AIM> Output every line of the data below with no changes.

Entries from a dataset>
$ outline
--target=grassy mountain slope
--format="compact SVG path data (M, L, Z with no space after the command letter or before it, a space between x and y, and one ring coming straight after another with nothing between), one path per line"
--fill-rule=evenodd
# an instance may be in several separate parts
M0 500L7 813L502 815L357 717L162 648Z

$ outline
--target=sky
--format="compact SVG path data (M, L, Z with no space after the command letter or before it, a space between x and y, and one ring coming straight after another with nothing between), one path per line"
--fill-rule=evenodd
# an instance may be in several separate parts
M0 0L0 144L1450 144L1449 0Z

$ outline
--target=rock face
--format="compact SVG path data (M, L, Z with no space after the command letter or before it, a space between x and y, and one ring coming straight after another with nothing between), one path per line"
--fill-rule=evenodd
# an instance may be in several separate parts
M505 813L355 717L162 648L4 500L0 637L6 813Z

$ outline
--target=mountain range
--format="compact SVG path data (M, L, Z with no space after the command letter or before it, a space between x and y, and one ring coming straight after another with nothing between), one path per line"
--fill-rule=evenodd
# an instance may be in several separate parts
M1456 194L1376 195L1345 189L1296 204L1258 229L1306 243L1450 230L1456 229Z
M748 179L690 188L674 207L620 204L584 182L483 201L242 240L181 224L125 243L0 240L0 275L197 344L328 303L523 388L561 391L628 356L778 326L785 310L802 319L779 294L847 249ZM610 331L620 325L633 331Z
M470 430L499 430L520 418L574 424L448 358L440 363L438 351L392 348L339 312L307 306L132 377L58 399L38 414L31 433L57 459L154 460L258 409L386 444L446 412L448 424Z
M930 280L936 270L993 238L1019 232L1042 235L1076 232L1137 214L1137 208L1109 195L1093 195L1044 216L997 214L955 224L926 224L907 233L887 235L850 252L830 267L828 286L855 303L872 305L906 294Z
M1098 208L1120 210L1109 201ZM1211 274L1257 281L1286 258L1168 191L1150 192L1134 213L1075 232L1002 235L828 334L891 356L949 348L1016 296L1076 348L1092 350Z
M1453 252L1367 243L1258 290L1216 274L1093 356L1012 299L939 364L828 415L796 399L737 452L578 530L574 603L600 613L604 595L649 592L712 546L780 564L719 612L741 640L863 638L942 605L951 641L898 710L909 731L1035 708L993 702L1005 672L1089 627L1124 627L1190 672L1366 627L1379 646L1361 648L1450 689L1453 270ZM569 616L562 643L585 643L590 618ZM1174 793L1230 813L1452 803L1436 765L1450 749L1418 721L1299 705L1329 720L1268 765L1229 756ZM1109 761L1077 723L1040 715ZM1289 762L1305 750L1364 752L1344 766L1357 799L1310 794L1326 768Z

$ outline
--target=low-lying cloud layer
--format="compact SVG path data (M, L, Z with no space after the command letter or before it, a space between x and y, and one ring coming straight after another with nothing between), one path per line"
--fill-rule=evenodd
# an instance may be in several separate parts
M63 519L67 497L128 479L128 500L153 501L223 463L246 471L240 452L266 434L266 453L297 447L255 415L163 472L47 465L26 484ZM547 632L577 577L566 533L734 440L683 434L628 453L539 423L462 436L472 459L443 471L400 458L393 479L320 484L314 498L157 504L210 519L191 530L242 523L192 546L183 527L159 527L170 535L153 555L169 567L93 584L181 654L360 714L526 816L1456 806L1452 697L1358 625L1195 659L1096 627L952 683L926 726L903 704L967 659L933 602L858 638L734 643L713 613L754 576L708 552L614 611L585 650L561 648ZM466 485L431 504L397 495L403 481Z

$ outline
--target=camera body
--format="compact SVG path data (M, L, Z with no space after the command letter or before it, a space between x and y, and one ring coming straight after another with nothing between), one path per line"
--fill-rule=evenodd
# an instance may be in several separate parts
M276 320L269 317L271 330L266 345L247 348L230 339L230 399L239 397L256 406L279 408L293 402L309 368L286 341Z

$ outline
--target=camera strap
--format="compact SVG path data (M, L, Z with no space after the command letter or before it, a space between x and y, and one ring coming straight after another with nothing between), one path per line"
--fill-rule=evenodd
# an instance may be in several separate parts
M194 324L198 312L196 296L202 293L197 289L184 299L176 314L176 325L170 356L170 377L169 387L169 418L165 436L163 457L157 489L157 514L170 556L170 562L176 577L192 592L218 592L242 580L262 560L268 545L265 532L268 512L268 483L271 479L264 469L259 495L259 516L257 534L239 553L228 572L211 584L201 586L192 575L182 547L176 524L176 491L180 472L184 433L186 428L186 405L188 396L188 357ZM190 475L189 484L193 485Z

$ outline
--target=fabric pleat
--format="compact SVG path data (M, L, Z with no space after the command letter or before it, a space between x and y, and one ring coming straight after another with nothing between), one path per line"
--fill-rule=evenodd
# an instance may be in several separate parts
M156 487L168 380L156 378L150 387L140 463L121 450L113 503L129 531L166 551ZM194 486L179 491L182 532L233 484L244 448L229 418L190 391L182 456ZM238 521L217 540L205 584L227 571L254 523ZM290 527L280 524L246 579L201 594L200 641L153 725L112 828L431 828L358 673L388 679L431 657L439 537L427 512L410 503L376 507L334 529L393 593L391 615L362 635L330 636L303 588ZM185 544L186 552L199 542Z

RESPONSE BELOW>
$ outline
--target=grassy mountain slope
--format="compact SVG path data (M, L, Z with no space after the command letter or before it, a space between x and y, and one ring coming straight after another with nothing between), one path per line"
--fill-rule=evenodd
# an instance may be in several separate parts
M0 500L7 813L502 815L357 717L162 648Z

$ outline
--target=sky
--format="compact SVG path data (M, L, Z with no space after the command letter or before it, a space between x and y, and one ring coming straight after another with nothing between), one path per line"
--fill-rule=evenodd
# an instance may be in several separate parts
M0 0L0 144L1450 144L1449 0Z

$ outline
--target=rock face
--format="compact SVG path data (M, L, Z with no space after the command letter or before it, a space between x and y, and one ring coming straight after another with nothing between), one path per line"
--fill-rule=evenodd
# an instance may be in several separate parts
M505 813L355 717L162 648L4 500L0 637L6 813Z

$ outline
--target=mountain range
--format="compact SVG path data (M, L, Z with no space after the command letter or before it, a space between x and y, and one ring coming straight after another with nothing between), one path per line"
--fill-rule=evenodd
# an instance may be in several separate parts
M1456 194L1376 195L1345 189L1296 204L1258 229L1306 243L1450 230L1456 229Z
M748 179L690 188L674 207L620 204L584 182L483 201L242 240L181 224L125 243L0 240L0 275L197 344L328 303L523 388L561 391L628 356L778 326L785 310L802 319L779 294L847 249ZM610 331L620 325L633 331Z
M470 430L499 430L520 418L574 424L448 358L440 363L438 351L392 348L339 312L307 306L132 377L58 399L38 414L31 433L57 459L154 460L258 409L386 444L446 412L448 424Z
M930 280L936 270L993 238L1019 232L1042 235L1076 232L1137 214L1137 208L1109 195L1093 195L1044 216L997 214L955 224L926 224L907 233L887 235L850 252L830 267L828 286L855 303L872 305L906 294Z
M1098 208L1120 210L1109 201ZM1211 274L1257 281L1286 258L1168 191L1150 192L1134 213L1075 232L1002 235L828 334L891 356L949 348L1016 296L1076 348L1092 350Z
M1453 252L1367 243L1258 290L1216 274L1093 356L1012 299L939 364L828 415L796 399L737 452L578 530L574 603L600 613L604 595L649 592L712 546L780 564L719 612L741 640L863 638L942 605L951 641L898 710L909 731L1035 708L993 702L1005 672L1089 627L1124 627L1190 672L1366 627L1379 646L1361 648L1450 689L1453 270ZM569 616L562 643L585 643L590 618ZM1174 793L1230 813L1452 803L1436 765L1450 749L1418 721L1299 705L1329 720L1268 765L1229 756ZM1109 761L1077 723L1040 715ZM1289 762L1305 750L1364 752L1344 766L1357 799L1310 794L1326 768Z

$ outline
--target=low-lying cloud layer
--format="compact SVG path data (M, L, Z with no space after the command letter or before it, a space between x and y, and one ring coming straight after another with nothing between), one path per line"
--fill-rule=evenodd
# an instance may be in several separate parts
M63 519L67 497L128 479L128 500L153 501L223 463L246 471L240 452L266 434L266 453L297 447L255 415L163 472L47 465L26 484ZM547 632L577 577L566 533L734 440L683 434L628 453L539 423L462 436L472 459L443 471L400 458L393 479L320 484L314 498L157 504L210 519L191 530L242 523L192 546L183 527L159 527L170 535L153 555L169 567L93 584L181 654L360 714L526 816L1456 806L1452 697L1358 625L1195 659L1096 627L952 683L926 726L903 704L967 659L933 602L858 638L734 643L713 613L754 576L708 552L614 611L585 650L561 648ZM466 485L431 504L397 495L403 481Z

$ outline
--target=camera body
--format="compact SVG path data (M, L, Z with no space after the command letter or before it, a space between x and y, and one ring coming straight after another with nothing between), one path per line"
--fill-rule=evenodd
# an instance may be in several separate parts
M276 320L269 317L271 330L266 345L247 348L230 339L230 399L239 397L256 406L279 408L293 402L309 368L286 341Z

$ outline
--target=camera strap
--format="compact SVG path data (M, L, Z with no space after the command letter or before it, a space between x and y, and one ring coming straight after another with nothing between), one path per line"
--fill-rule=evenodd
# an instance may be in several separate parts
M194 324L198 312L196 296L202 293L197 289L184 299L176 314L176 325L170 356L170 377L169 387L169 418L165 436L163 457L157 489L157 514L170 556L170 562L176 577L192 592L218 592L242 580L262 560L268 545L265 532L268 512L268 483L271 479L264 469L259 495L259 516L257 534L239 553L228 572L211 584L201 586L192 575L182 547L176 524L176 491L180 472L184 433L186 428L186 405L188 396L188 357ZM190 475L189 484L193 485Z

$ outline
--target=fabric pleat
--format="compact SVG path data (M, L, Z with no space after the command letter or before it, a space between x and y, and one ring coming straight after another with nothing between), one path per line"
--fill-rule=evenodd
# an instance may be in several separate parts
M156 487L168 380L156 378L150 387L140 463L121 450L113 503L129 531L166 551ZM194 486L179 491L182 532L233 484L244 448L229 418L190 391L182 456ZM238 521L217 540L205 584L227 571L254 523ZM290 527L280 524L246 579L201 594L200 641L153 725L112 828L431 828L358 673L388 679L431 657L439 537L427 512L410 503L376 507L334 529L393 593L391 615L362 635L330 636L303 588ZM185 544L186 552L199 542Z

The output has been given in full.